DIRECTIONS:
1. According to the article on renewable energy, in what year did the first solar steam cooking system begin operating at Mt Abu?
2. Please return the passage of the article on renewable energy from "Gathering steam (Credit: Brahma" up to and including "lighting and electrification.".

SOURCE DOCUMENT:

Renewable spirit and purer energy

An extension of the 'pursuit of inner purity' to purer forms of energy

Published: Friday 28 February 2003

Renewable spirit and purer energy

Gathering steam (Credit: Brahma Kumaris)"Om Shanti (peace)." That's how members of the sister spiritual organisations -- Brahma Kumaris and World Renewal Spiritual Trust (wrst) -- greet you. And here's why we went visiting them: "We have extended our pursuit of inner purity to adopt purer forms of energy; renewables like solar and wind energy," says Golo Pilz, adviser to the two organisations. Already, Brahma Kumari centres spread across the country utilise solar and wind energy for cooking, lighting and electrification.

With the setting up of a department of renewable energy in 1993 at their headquarters in Mt Abu, Rajasthan, the Brahma Kumaris and wrst were on their way to a significant shift to renewables. In 1994, the German government sponsored the setting up of a 300-watt wind generator and an 800-watt solar generator at Mt Abu. The electricity generated was used for basic purposes like lighting. In 1997, the first solar steam cooking system started functioning at Mt Abu. Finances for the approximately Rs 25 lakh project came from the German Society for Technological Cooperation (gtz; Deutsche Gesellschaft fr Technische Zusammenarbeit).

RECORDS PROVIDED:
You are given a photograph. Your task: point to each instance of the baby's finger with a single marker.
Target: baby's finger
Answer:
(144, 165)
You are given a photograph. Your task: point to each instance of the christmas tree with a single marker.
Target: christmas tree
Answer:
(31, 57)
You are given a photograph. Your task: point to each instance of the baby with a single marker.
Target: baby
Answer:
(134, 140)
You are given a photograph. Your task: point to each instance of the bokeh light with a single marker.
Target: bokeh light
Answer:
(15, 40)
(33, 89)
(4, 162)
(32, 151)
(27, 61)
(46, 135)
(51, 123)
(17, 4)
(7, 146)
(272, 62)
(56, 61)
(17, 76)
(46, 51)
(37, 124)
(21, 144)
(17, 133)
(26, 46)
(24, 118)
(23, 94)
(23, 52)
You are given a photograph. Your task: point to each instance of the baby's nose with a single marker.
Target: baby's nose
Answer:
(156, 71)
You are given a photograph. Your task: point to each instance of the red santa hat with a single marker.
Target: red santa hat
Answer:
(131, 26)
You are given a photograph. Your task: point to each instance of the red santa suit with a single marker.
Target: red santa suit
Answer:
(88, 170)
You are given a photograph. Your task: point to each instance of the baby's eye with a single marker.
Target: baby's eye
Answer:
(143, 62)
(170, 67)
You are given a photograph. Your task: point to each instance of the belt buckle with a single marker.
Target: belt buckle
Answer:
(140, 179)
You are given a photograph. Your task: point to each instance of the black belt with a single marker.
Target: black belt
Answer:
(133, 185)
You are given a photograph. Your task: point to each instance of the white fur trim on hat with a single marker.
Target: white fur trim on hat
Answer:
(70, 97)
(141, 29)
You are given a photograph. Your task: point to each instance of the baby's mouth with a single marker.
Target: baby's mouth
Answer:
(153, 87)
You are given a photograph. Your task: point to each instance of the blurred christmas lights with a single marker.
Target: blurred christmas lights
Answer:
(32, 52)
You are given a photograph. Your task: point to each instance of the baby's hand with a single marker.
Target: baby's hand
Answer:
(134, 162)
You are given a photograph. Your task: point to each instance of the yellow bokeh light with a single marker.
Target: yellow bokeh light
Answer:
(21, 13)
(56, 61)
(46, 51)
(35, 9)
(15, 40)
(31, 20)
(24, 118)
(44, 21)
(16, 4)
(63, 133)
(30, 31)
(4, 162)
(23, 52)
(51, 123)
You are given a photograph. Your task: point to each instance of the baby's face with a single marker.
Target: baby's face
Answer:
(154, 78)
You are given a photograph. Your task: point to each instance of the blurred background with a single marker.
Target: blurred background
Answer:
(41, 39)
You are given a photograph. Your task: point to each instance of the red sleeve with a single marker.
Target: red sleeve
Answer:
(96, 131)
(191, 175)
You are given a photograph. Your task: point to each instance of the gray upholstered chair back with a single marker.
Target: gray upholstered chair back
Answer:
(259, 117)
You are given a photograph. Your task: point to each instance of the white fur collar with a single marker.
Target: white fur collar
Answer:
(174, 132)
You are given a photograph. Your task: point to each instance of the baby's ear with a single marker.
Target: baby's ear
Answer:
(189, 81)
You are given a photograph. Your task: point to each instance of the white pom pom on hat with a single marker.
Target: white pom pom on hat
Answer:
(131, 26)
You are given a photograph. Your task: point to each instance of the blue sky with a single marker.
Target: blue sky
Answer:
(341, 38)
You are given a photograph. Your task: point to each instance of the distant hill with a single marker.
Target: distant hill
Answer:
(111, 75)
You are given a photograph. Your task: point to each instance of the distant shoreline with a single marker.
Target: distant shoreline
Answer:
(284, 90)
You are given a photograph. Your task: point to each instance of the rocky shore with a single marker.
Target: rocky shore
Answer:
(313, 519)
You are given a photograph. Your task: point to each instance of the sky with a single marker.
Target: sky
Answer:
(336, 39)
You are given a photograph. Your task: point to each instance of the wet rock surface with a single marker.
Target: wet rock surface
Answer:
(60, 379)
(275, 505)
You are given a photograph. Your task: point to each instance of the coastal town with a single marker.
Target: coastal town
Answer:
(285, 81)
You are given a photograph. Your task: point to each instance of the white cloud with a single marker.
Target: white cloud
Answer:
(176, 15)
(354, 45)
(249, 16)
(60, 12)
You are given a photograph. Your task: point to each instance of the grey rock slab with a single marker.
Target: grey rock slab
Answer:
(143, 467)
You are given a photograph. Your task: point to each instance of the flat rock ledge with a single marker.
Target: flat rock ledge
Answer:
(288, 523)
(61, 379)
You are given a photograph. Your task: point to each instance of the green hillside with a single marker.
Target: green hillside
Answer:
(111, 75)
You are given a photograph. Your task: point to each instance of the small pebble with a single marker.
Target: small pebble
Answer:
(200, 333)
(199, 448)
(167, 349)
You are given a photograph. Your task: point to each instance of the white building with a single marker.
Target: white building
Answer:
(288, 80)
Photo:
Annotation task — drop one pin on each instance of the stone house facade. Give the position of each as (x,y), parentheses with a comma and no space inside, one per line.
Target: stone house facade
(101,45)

ANSWERS TO EACH TASK:
1. 1997

2.
Gathering steam (Credit: Brahma Kumaris)"Om Shanti (peace)." That's how members of the sister spiritual organisations -- Brahma Kumaris and World Renewal Spiritual Trust (wrst) -- greet you. And here's why we went visiting them: "We have extended our pursuit of inner purity to adopt purer forms of energy; renewables like solar and wind energy," says Golo Pilz, adviser to the two organisations. Already, Brahma Kumari centres spread across the country utilise solar and wind energy for cooking, lighting and electrification.